▶ _SOURCE TEXT_:
>> BEGIN

Pricing Dashboard Sign up
Recent
· 10 min read · MDisBetter

Migrate Word Documentation to GitHub (Docs-as-Code Guide)

Engineering teams that ship documentation in Word are doing it wrong, and most of them know it. Word is fine for one-shot deliverables but actively hostile to documentation that needs to evolve: no diff, no merge, no version history that anyone wants to read, no reviewable pull requests, no CI checks, no public-facing render. Docs-as-code — Markdown in Git — fixes all of this. Here's the playbook to migrate a Word documentation library to GitHub progressively, without disrupting your team.

Why docs-as-code wins

Step 1: Set up your repository

Either create a new repo or add a docs/ folder to an existing one. A standard layout:

my-project/
├── README.md              (entry point — what is this thing)
├── CONTRIBUTING.md        (how to contribute, including how to write docs)
├── docs/
│   ├── index.md           (docs landing page)
│   ├── getting-started/
│   │   ├── installation.md
│   │   └── quickstart.md
│   ├── guides/
│   │   ├── authentication.md
│   │   └── deployment.md
│   ├── reference/
│   │   └── api.md
│   └── images/
├── mkdocs.yml             (or docusaurus.config.js, or _config.yml for Jekyll)
└── .github/workflows/
    └── docs.yml           (CI: build docs, deploy to Pages)

Step 2: Convert your Word documents

Two paths depending on volume.

Small library (under ~30 docs): web tool, file by file

For 5-30 documents, the MDisBetter Word to Markdown converter is the fastest setup-free path. For each Word doc:

  1. Drop the .docx in the converter
  2. Click Convert, download the .md
  3. Place it in the right docs/ subfolder
  4. Rename to a kebab-case slug (installing-the-cli.md not Installing The CLI v3.md)
  5. Add YAML frontmatter (see Step 4)
  6. Commit

This is also the right path for progressive migration — convert one doc at a time as you touch each section, rather than a big-bang migration.

>> END

Retype the part of the docs-as-code guide from "5. Add YAML" to "a big-bang migration.".

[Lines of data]

>> BEGIN

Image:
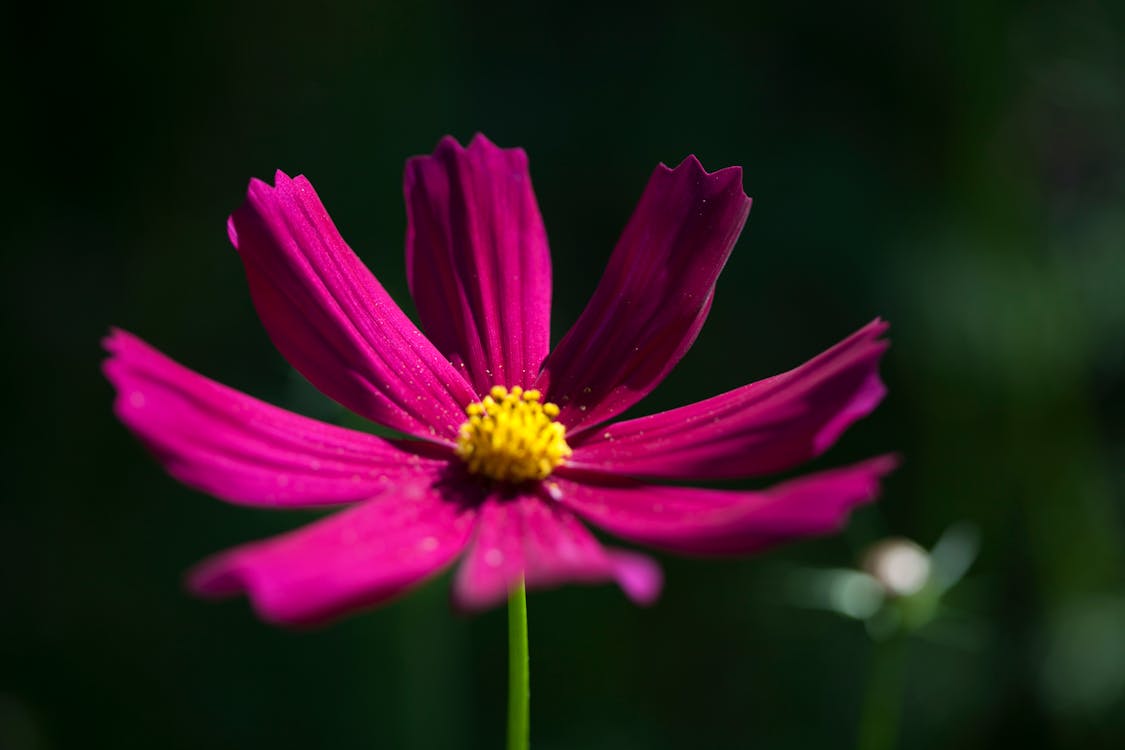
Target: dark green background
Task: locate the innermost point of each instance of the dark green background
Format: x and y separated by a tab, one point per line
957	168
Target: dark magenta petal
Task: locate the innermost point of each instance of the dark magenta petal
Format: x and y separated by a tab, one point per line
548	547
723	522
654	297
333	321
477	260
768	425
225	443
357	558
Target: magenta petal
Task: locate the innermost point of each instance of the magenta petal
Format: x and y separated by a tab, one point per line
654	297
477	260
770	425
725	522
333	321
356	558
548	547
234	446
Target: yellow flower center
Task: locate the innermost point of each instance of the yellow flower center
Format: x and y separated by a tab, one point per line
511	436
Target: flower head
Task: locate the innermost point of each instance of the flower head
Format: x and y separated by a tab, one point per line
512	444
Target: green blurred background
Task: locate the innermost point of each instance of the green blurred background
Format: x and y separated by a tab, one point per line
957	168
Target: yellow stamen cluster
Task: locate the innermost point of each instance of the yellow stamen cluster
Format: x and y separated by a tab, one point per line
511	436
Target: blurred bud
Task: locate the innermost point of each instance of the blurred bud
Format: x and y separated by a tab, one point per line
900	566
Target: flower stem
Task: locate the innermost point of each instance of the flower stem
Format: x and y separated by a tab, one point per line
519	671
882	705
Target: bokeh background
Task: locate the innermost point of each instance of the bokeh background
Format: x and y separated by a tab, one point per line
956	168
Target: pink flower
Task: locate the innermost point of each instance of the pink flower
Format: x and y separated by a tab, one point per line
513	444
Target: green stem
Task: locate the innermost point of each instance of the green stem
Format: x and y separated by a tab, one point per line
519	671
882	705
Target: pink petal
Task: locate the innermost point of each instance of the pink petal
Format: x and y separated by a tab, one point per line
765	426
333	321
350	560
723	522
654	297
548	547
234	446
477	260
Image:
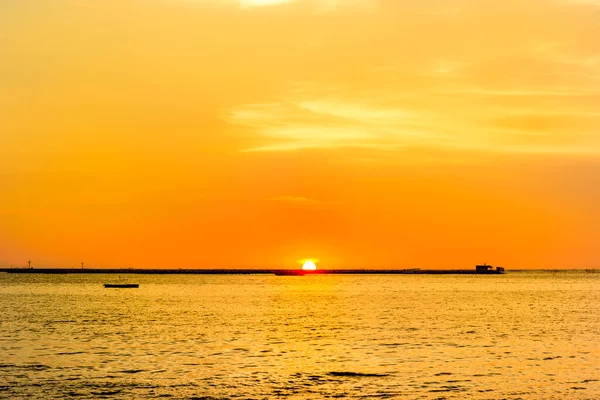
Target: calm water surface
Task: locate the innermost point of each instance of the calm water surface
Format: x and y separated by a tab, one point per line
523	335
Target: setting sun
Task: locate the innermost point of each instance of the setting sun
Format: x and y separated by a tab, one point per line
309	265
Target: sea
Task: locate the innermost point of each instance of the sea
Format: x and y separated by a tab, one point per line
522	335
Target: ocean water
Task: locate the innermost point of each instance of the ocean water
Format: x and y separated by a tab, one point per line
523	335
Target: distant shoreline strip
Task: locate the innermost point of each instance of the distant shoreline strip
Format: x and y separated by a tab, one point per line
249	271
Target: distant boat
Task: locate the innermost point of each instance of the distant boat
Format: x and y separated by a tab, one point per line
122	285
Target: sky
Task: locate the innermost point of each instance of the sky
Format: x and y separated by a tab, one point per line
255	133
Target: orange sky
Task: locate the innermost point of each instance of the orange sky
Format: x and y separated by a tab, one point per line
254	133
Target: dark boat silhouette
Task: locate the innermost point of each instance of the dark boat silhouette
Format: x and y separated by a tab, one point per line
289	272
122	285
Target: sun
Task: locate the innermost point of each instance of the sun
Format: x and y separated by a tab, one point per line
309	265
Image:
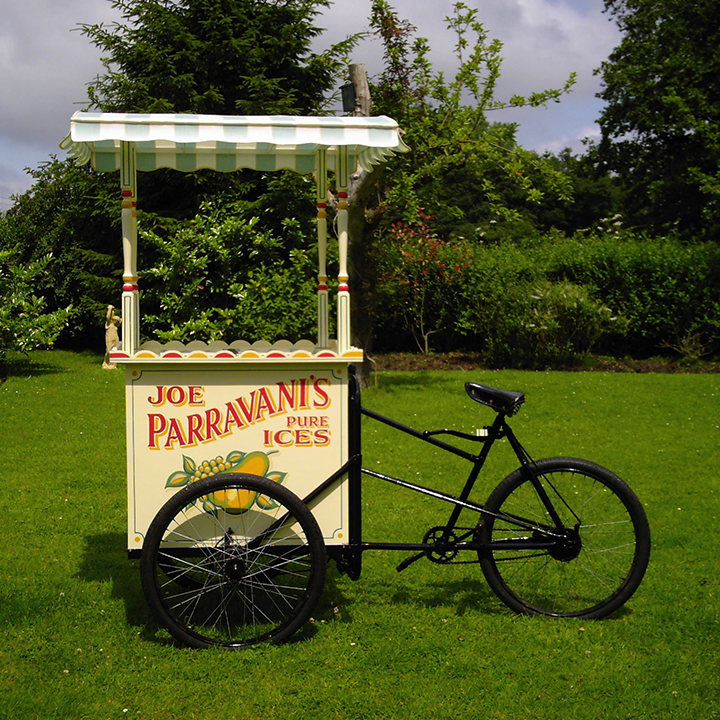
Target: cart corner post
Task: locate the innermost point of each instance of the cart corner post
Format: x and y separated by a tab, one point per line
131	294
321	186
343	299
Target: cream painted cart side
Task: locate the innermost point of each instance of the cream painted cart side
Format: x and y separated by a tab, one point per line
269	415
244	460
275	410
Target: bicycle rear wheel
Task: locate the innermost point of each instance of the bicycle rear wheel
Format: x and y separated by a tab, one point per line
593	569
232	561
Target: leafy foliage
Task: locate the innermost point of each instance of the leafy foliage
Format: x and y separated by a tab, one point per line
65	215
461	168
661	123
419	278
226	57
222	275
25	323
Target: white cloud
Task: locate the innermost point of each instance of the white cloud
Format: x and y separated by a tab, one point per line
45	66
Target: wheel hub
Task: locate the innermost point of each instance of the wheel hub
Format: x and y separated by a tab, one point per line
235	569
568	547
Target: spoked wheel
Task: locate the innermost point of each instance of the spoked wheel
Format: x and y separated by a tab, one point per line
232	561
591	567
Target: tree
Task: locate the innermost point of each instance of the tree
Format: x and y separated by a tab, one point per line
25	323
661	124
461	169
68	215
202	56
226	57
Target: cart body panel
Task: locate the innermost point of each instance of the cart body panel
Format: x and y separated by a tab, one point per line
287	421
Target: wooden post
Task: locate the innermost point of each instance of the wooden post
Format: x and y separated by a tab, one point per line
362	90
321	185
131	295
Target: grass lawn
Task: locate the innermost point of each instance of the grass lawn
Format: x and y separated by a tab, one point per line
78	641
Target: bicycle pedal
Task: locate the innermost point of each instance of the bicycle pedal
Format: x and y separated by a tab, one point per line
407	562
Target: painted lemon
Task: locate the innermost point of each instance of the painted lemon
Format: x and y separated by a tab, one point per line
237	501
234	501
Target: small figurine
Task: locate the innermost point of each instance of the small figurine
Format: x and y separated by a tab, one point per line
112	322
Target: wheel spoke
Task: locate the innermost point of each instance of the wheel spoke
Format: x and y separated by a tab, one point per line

>> END

▶ _FULL ANSWER_:
5. Add YAML frontmatter (see Step 4)
  6. Commit

This is also the right path for progressive migration — convert one doc at a time as you touch each section, rather than a big-bang migration.